## What is needed
Word for word, copy the records that follow.

=-=-=-=-=

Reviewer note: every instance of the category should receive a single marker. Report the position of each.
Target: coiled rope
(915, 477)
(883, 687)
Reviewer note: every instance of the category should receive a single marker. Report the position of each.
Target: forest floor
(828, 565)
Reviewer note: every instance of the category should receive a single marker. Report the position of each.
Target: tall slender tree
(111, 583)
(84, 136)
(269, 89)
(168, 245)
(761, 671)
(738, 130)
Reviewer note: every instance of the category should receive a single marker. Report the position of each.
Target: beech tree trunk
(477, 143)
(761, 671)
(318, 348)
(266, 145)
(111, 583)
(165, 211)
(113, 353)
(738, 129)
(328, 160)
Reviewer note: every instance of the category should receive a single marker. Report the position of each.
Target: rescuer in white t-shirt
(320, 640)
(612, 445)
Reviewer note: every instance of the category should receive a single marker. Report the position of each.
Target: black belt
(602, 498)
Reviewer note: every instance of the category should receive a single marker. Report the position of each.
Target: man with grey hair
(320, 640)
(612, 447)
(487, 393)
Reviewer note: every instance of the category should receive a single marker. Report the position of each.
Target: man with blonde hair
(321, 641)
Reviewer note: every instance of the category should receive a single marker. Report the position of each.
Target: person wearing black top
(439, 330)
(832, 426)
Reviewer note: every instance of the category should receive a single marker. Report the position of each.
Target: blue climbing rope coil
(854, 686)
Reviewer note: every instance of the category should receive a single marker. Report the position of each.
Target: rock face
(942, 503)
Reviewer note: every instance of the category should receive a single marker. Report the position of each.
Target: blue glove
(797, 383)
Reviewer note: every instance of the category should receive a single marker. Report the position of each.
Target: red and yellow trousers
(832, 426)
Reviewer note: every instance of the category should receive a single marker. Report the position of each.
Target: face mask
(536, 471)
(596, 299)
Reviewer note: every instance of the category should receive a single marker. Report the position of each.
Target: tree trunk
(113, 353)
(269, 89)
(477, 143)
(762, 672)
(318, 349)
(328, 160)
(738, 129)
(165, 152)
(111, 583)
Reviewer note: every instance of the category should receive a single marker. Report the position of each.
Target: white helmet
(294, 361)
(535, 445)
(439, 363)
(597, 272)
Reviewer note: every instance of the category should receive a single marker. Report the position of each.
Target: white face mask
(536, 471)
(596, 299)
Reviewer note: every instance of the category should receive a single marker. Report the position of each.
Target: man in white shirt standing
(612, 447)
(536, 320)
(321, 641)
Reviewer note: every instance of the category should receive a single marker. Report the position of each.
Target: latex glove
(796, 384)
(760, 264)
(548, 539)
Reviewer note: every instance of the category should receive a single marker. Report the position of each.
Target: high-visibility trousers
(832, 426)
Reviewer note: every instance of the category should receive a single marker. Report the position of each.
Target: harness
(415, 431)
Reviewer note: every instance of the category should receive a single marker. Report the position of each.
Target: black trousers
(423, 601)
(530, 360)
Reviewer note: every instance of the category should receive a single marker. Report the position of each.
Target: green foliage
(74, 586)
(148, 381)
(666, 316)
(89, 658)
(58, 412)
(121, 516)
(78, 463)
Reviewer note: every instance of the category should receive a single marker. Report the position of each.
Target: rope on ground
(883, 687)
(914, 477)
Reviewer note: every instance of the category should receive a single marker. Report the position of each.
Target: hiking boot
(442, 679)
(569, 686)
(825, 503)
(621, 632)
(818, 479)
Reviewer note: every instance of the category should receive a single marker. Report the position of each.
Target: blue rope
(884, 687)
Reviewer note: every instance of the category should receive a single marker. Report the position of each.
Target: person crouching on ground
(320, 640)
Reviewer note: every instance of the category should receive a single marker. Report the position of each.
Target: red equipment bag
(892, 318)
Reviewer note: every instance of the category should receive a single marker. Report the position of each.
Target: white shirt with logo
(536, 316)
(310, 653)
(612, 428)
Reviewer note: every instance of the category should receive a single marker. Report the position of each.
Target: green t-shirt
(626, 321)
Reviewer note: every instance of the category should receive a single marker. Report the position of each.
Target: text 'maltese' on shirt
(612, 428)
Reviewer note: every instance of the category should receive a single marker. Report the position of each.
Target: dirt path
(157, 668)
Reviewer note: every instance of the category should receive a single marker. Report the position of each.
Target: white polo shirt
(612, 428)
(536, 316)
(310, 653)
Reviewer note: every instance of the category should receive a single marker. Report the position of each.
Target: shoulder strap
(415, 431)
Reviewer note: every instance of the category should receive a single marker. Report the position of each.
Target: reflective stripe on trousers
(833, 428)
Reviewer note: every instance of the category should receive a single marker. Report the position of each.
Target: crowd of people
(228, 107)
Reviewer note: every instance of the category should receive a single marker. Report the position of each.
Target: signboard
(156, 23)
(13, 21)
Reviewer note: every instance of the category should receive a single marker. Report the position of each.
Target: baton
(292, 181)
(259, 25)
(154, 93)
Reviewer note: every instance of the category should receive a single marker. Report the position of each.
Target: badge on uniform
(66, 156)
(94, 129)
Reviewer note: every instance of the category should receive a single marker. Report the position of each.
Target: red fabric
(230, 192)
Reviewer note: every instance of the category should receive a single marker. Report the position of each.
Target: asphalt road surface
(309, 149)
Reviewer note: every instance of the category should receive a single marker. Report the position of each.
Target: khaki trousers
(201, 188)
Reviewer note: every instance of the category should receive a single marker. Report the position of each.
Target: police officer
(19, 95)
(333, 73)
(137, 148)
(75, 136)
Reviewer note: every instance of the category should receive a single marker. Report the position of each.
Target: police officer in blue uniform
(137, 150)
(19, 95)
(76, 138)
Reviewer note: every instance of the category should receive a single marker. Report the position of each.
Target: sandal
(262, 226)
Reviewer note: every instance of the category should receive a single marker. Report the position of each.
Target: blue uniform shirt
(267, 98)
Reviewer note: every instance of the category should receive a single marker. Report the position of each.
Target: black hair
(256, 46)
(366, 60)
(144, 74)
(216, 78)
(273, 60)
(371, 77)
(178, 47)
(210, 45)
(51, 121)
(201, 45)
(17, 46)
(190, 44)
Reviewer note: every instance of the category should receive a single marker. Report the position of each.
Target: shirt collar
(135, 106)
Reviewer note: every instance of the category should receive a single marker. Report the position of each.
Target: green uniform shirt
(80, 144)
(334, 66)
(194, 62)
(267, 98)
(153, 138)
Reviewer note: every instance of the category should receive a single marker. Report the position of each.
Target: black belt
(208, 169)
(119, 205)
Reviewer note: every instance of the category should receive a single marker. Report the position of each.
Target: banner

=-=-=-=-=

## Solution to this task
Reviewer note: every instance of the category should receive a single marker. Report the position of each.
Target: coiled rope
(915, 477)
(883, 687)
Reviewer note: every instance of the category should receive a single marker. Report the position of each.
Target: forest floor
(828, 565)
Reviewer note: every instance of the category should receive a single marker. Report the position of each.
Target: tall slender tree
(111, 583)
(84, 136)
(269, 89)
(168, 245)
(761, 671)
(738, 130)
Reviewer note: every instance of the category should receive a single marker. Report the position of each.
Target: beech tree trunk
(477, 143)
(761, 671)
(318, 348)
(266, 145)
(111, 583)
(165, 211)
(113, 353)
(738, 129)
(328, 160)
Reviewer note: every instance of the category should receive a single marker. Report the position of each.
Target: rescuer in white t-shirt
(320, 640)
(612, 445)
Reviewer note: every instance of the category should receive a single marker. Report the position of each.
Target: black belt
(602, 498)
Reviewer note: every instance of the category should receive a single marker. Report the position of each.
Target: man with grey hair
(320, 640)
(612, 447)
(487, 393)
Reviewer note: every instance of the category should receive a single marker. Report the position of each.
Target: man with blonde hair
(321, 641)
Reviewer note: every instance of the category should receive a single marker. Report the position of each.
Target: person wearing black top
(439, 330)
(832, 426)
Reviewer note: every instance of the category should receive a single marker. Report the position of each.
Target: blue climbing rope coil
(854, 686)
Reviewer note: every instance of the category should receive a single marker. Report the position of each.
Target: rock face
(942, 503)
Reviewer note: every instance of the category should receive a single marker. Report the position of each.
Target: blue glove
(797, 383)
Reviewer note: every instance of the category should receive a single marker. Report the position of each.
Target: red and yellow trousers
(832, 426)
Reviewer note: every instance of the category should receive a single marker. Report the position of each.
Target: face mask
(536, 471)
(596, 299)
Reviewer note: every instance of the category should receive a single marker. Report the position of each.
Target: tree trunk
(113, 353)
(269, 89)
(477, 143)
(762, 672)
(318, 349)
(328, 160)
(738, 129)
(165, 152)
(111, 583)
Reviewer note: every instance of the category should receive a single marker. Report the position of each.
Target: white helmet
(294, 361)
(535, 445)
(439, 363)
(597, 272)
Reviewer note: every instance of the category should receive a single marker. Report the position of each.
Target: white face mask
(536, 471)
(596, 299)
Reviewer note: every instance of the category should receive a single marker. Report the position of each.
Target: man in white shirt standing
(612, 447)
(536, 320)
(321, 641)
Reviewer note: every instance of the category should receive a single marker. Report the position of each.
Target: latex glove
(796, 384)
(760, 264)
(548, 539)
Reviewer note: every instance of the category should receive a single marker. Report the position of each.
Target: high-visibility trousers
(832, 426)
Reviewer note: every instance of the category should receive a single marker. Report the position of each.
Target: harness
(415, 431)
Reviewer note: every instance of the category should receive a single marker. Report the position of each.
Target: black trousers
(423, 601)
(530, 360)
Reviewer note: every instance of the category should receive a single marker. Report the position of each.
Target: green foliage
(74, 586)
(148, 381)
(666, 316)
(89, 658)
(58, 412)
(121, 516)
(78, 463)
Reviewer note: every instance of the category should receive a single marker. Report the position of each.
Target: rope on ground
(883, 687)
(914, 477)
Reviewer note: every instance of the category should receive a single marker. Report the position of each.
Target: hiking boot
(442, 679)
(569, 686)
(825, 503)
(621, 632)
(818, 479)
Reviewer note: every instance of the category should receive a single marker. Report the position of each.
Target: blue rope
(884, 687)
Reviewer note: every instance of the category should receive a single marker. Report the position of each.
Target: person crouching on ground
(320, 640)
Reviewer note: every instance of the category should receive a single marker. Report the position of each.
Target: red equipment bag
(892, 318)
Reviewer note: every instance of the category should receive a single marker. Report the position of each.
Target: white shirt with logo
(536, 316)
(310, 653)
(612, 428)
Reviewer note: every instance of the category should receive a single marker. Report the position of each.
Target: green t-shirt
(626, 321)
Reviewer note: every instance of the category should receive a single marker. Report the position of each.
Target: text 'maltese' on shirt
(612, 428)
Reviewer note: every instance of the category should receive a single marker. Report the position of each.
Target: dirt path
(157, 668)
Reviewer note: every instance of the category should receive a single marker. Report the position of each.
Target: white polo shirt
(612, 428)
(536, 316)
(310, 653)
Reviewer note: every instance of the category should receive a single marker. Report the position of each.
Target: shoulder strap
(415, 431)
Reviewer note: every instance of the category should receive a single marker. Report the position of each.
Target: reflective stripe on trousers
(833, 428)
Reviewer note: every instance of the category should receive a single marker. Report the position of each.
Target: crowd of people
(228, 107)
Reviewer note: every instance of the category should receive a single marker. Report the position of each.
Target: signboard
(156, 23)
(13, 21)
Reviewer note: every instance of the category should receive a single marker. Report the position of each.
Target: baton
(292, 181)
(259, 25)
(154, 93)
Reviewer note: every instance of the category should receive a single marker. Report the position of each.
Target: badge on uniform
(66, 156)
(94, 129)
Reviewer note: every instance of the category should receive a single marker. Report the position of each.
Target: red fabric
(230, 192)
Reviewer note: every instance of the category should receive a single marker. Report the position of each.
Target: asphalt road surface
(309, 149)
Reviewer note: every instance of the category should receive a single marker. Report the position of each.
Target: khaki trousers
(201, 188)
Reviewer note: every instance of the category should receive a single marker. Report the position of each.
Target: police officer
(19, 95)
(333, 73)
(137, 148)
(75, 136)
Reviewer note: every instance of the category should receive a single marker. Report the position of each.
Target: police officer in blue uniform
(137, 150)
(19, 95)
(76, 138)
Reviewer note: every instance of the category should receive a single marker. Report the position of each.
Target: sandal
(262, 226)
Reviewer note: every instance of the category should receive a single marker. Report the position of each.
Target: blue uniform shirt
(267, 98)
Reviewer note: every instance of the category should receive a single marker. Report the position of each.
Target: black hair
(256, 46)
(366, 60)
(144, 74)
(216, 78)
(273, 60)
(371, 77)
(178, 47)
(210, 45)
(51, 121)
(201, 45)
(17, 46)
(190, 44)
Reviewer note: every instance of the category should receive a single marker. Report the position of each.
Target: shirt collar
(135, 106)
Reviewer note: every instance of the category should receive a single marker. Report the position of each.
Target: green uniform shirt
(80, 144)
(334, 66)
(194, 62)
(267, 98)
(153, 138)
Reviewer note: every instance of the category should receive a single marker. Report the position of each.
Target: black belt
(208, 169)
(119, 205)
Reviewer note: every instance of the category should receive a single marker. Report the position of each.
Target: banner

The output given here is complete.